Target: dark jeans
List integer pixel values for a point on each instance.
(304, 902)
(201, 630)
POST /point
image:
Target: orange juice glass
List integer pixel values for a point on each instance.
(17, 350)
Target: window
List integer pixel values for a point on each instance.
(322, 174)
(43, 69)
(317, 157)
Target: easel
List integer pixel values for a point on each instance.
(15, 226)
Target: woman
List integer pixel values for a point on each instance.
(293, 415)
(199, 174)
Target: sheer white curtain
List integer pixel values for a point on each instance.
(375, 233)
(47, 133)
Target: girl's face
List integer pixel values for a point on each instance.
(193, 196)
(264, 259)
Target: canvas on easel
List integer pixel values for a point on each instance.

----------

> YOUR ASSIGNMENT: Copy the material above exactly. Include every line.

> FINAL ANSWER:
Target: dark jeans
List integer pixel values for a point on each instance.
(304, 902)
(201, 630)
POST /point
image:
Target: orange juice glass
List integer pixel values for a point on each instance.
(17, 350)
Target: window
List integer pixel values for a point on each instance.
(322, 174)
(43, 69)
(317, 157)
Target: easel
List integer pixel values for a point on each instance.
(15, 226)
Target: woman
List integer pixel values for a point on each instance.
(293, 415)
(199, 174)
Target: sheer white curtain
List integer pixel values for a point on each instance.
(375, 233)
(47, 133)
Target: girl's face
List integer pixel values for a point on each instance.
(193, 196)
(264, 259)
Target: canvas on easel
List integer pixel values for a point on each instance.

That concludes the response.